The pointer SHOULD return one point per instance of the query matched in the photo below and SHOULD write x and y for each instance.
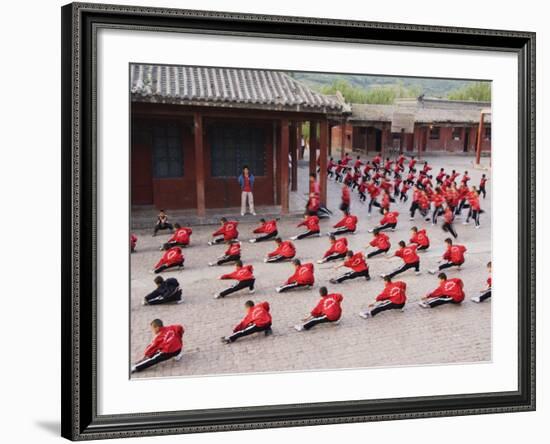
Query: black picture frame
(80, 420)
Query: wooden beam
(323, 154)
(199, 165)
(283, 164)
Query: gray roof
(431, 114)
(227, 87)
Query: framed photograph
(278, 221)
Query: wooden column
(323, 154)
(199, 165)
(313, 142)
(283, 164)
(294, 148)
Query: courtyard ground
(447, 334)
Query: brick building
(193, 128)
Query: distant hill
(428, 87)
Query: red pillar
(323, 154)
(284, 166)
(199, 165)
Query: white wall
(30, 189)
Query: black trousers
(385, 305)
(238, 286)
(252, 328)
(157, 299)
(167, 267)
(307, 234)
(405, 267)
(155, 359)
(268, 236)
(161, 226)
(448, 228)
(353, 275)
(377, 252)
(227, 259)
(318, 320)
(485, 295)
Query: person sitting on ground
(243, 274)
(167, 343)
(162, 223)
(232, 254)
(267, 229)
(257, 319)
(392, 297)
(170, 259)
(167, 291)
(449, 291)
(180, 238)
(303, 277)
(328, 309)
(338, 249)
(284, 251)
(227, 232)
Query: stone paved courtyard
(447, 334)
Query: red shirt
(244, 273)
(171, 257)
(450, 288)
(285, 249)
(167, 340)
(257, 315)
(357, 262)
(455, 254)
(420, 238)
(394, 291)
(303, 275)
(408, 254)
(329, 306)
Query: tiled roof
(227, 87)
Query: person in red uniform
(312, 227)
(243, 274)
(227, 232)
(449, 291)
(267, 230)
(284, 251)
(486, 293)
(381, 242)
(448, 218)
(348, 224)
(328, 309)
(167, 343)
(409, 257)
(303, 277)
(180, 238)
(388, 221)
(420, 238)
(232, 254)
(393, 297)
(170, 259)
(453, 256)
(359, 268)
(257, 319)
(338, 249)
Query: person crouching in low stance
(167, 291)
(257, 319)
(450, 291)
(328, 309)
(392, 297)
(303, 277)
(167, 343)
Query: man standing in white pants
(246, 181)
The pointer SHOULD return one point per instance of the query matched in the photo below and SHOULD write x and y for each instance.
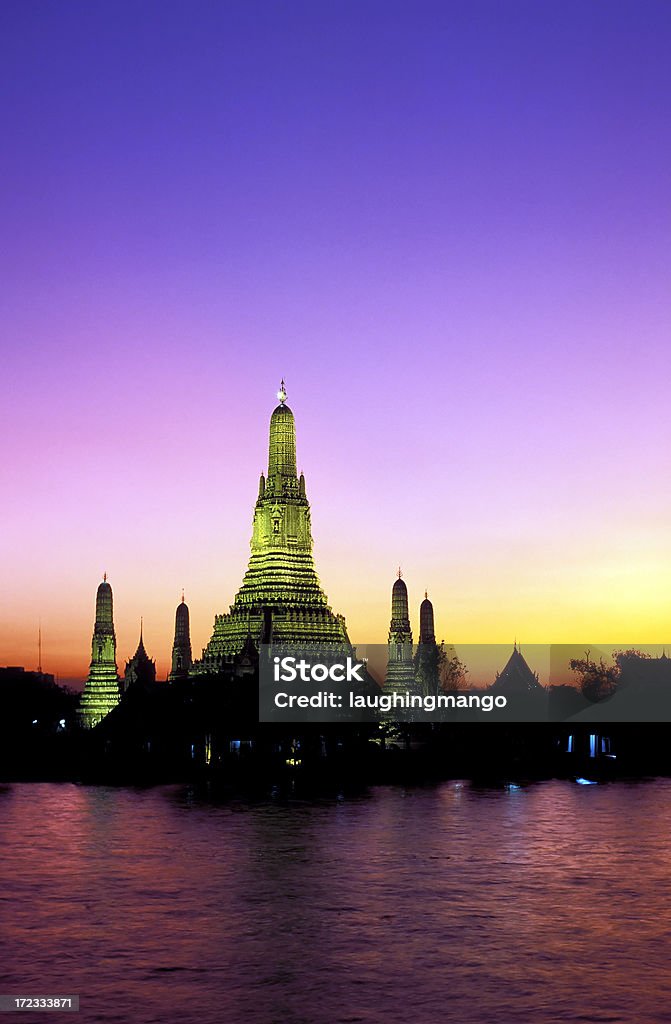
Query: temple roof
(516, 676)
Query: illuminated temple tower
(426, 628)
(101, 689)
(181, 656)
(281, 600)
(401, 672)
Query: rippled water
(453, 903)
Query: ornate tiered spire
(140, 669)
(401, 675)
(281, 595)
(101, 689)
(426, 627)
(181, 655)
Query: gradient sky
(446, 224)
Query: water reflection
(543, 903)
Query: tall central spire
(282, 441)
(101, 690)
(281, 599)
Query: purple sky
(446, 224)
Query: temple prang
(281, 599)
(101, 690)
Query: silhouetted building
(140, 670)
(401, 670)
(181, 655)
(516, 676)
(101, 690)
(281, 600)
(426, 628)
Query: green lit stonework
(101, 691)
(281, 600)
(401, 670)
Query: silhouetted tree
(596, 679)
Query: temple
(181, 654)
(427, 658)
(401, 669)
(281, 600)
(426, 628)
(516, 677)
(140, 670)
(101, 690)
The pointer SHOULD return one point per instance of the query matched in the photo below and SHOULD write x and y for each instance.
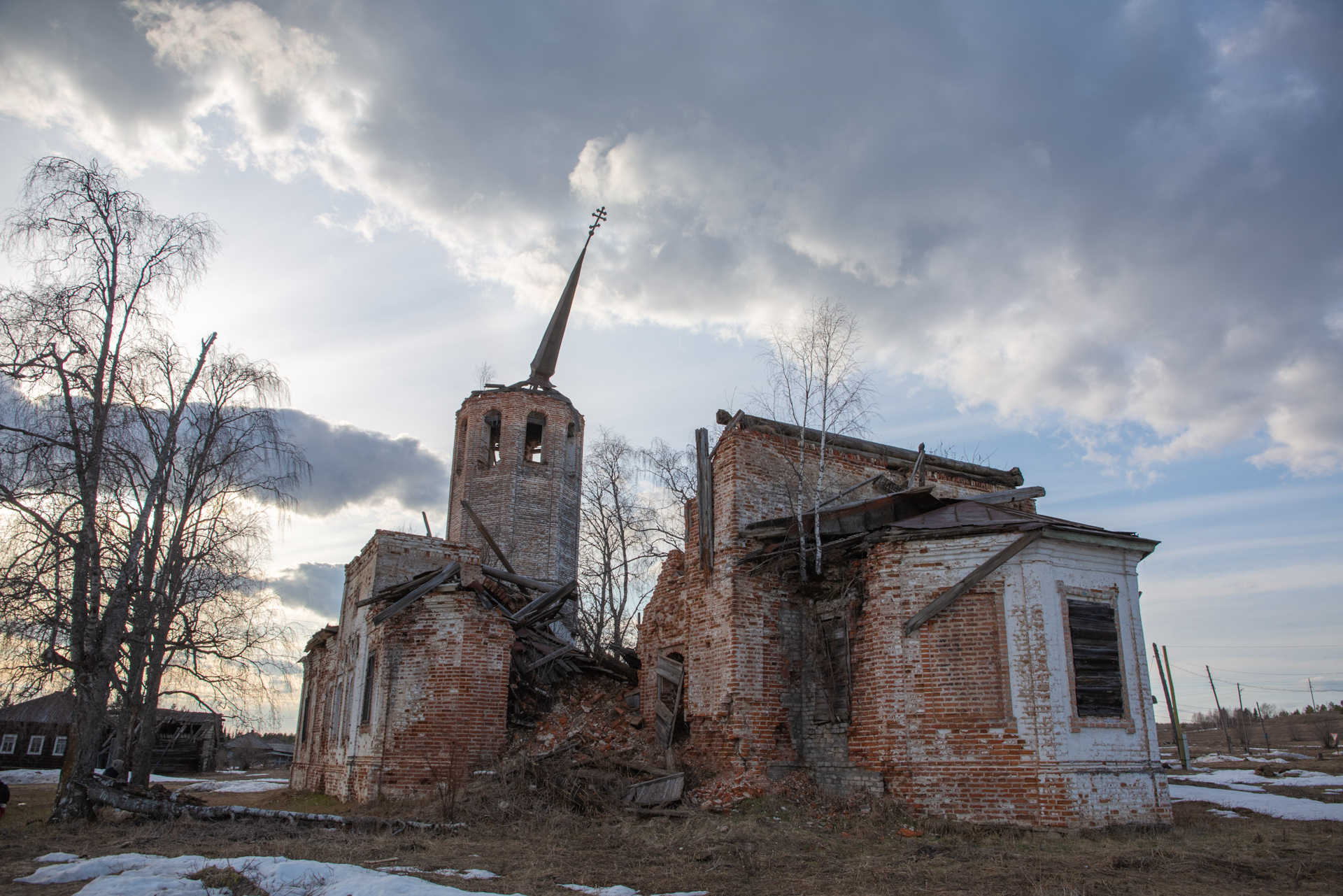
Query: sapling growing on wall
(816, 381)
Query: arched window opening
(492, 439)
(535, 437)
(460, 448)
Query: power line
(1252, 646)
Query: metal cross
(599, 215)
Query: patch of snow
(31, 777)
(1223, 757)
(1274, 805)
(250, 786)
(470, 874)
(1293, 778)
(89, 868)
(137, 875)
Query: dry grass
(772, 845)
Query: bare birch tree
(199, 623)
(131, 543)
(101, 258)
(617, 544)
(816, 381)
(672, 472)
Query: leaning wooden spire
(548, 354)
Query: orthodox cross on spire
(548, 354)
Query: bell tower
(518, 462)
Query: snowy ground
(1275, 805)
(31, 777)
(246, 786)
(1244, 789)
(52, 776)
(137, 875)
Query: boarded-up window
(1097, 685)
(965, 675)
(366, 710)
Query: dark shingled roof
(55, 709)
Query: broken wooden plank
(1007, 496)
(537, 608)
(398, 590)
(704, 496)
(947, 597)
(504, 575)
(657, 792)
(550, 657)
(664, 813)
(433, 582)
(487, 535)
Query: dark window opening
(832, 664)
(1097, 683)
(304, 709)
(492, 439)
(366, 710)
(458, 449)
(535, 433)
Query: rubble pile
(592, 715)
(722, 794)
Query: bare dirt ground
(769, 846)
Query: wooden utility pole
(1263, 726)
(1169, 690)
(1221, 716)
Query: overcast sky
(1102, 242)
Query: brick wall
(438, 690)
(531, 508)
(970, 718)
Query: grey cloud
(1121, 215)
(312, 586)
(353, 467)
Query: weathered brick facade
(397, 707)
(972, 716)
(528, 500)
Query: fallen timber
(106, 794)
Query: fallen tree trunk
(118, 798)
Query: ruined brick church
(958, 650)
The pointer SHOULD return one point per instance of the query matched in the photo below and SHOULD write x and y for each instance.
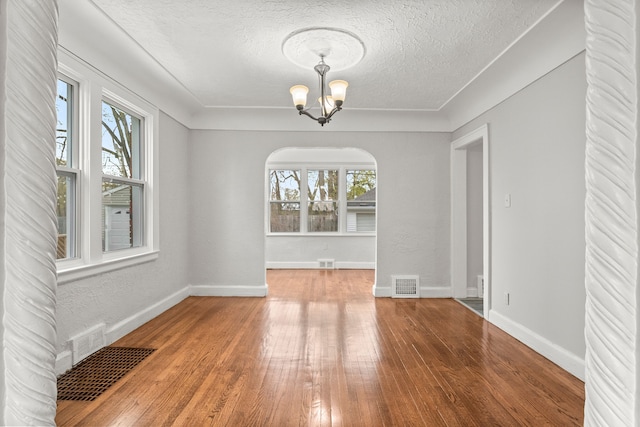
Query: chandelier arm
(306, 113)
(335, 110)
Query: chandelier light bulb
(338, 90)
(299, 95)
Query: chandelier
(329, 104)
(342, 48)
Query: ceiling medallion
(311, 46)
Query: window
(284, 200)
(361, 200)
(339, 200)
(107, 170)
(66, 169)
(322, 215)
(122, 187)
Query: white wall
(227, 231)
(537, 153)
(126, 298)
(474, 216)
(304, 251)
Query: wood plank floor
(321, 351)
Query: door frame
(459, 214)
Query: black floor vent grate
(91, 377)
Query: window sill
(72, 270)
(327, 234)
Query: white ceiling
(419, 53)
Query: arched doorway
(320, 209)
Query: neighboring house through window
(106, 159)
(67, 168)
(339, 199)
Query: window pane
(64, 110)
(323, 200)
(285, 217)
(361, 200)
(120, 143)
(122, 215)
(284, 196)
(65, 212)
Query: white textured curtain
(27, 215)
(612, 204)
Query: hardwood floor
(320, 350)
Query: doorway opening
(320, 209)
(470, 257)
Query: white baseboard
(129, 324)
(558, 355)
(64, 362)
(227, 291)
(307, 265)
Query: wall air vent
(405, 287)
(326, 263)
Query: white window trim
(304, 167)
(93, 87)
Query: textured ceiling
(419, 53)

- Exercise directions -
Set out exactly the run of lines that begins at the line holding "Query: arched doorway" and ends at the last line of the data.

- Solution to the problem -
Query: arched doorway
(320, 209)
Query: neighboring house through window
(106, 159)
(67, 168)
(339, 199)
Query: window pane
(64, 110)
(323, 200)
(285, 217)
(361, 200)
(120, 143)
(122, 215)
(284, 196)
(65, 212)
Query: white textured curtain
(27, 215)
(612, 204)
Query: hardwood floor
(320, 350)
Query: doorway opening
(320, 209)
(470, 257)
Query: white baseboard
(129, 324)
(558, 355)
(64, 362)
(227, 291)
(307, 265)
Query: wall air vent
(405, 287)
(326, 263)
Query: white window trim
(304, 167)
(93, 87)
Query: textured ceiling
(419, 53)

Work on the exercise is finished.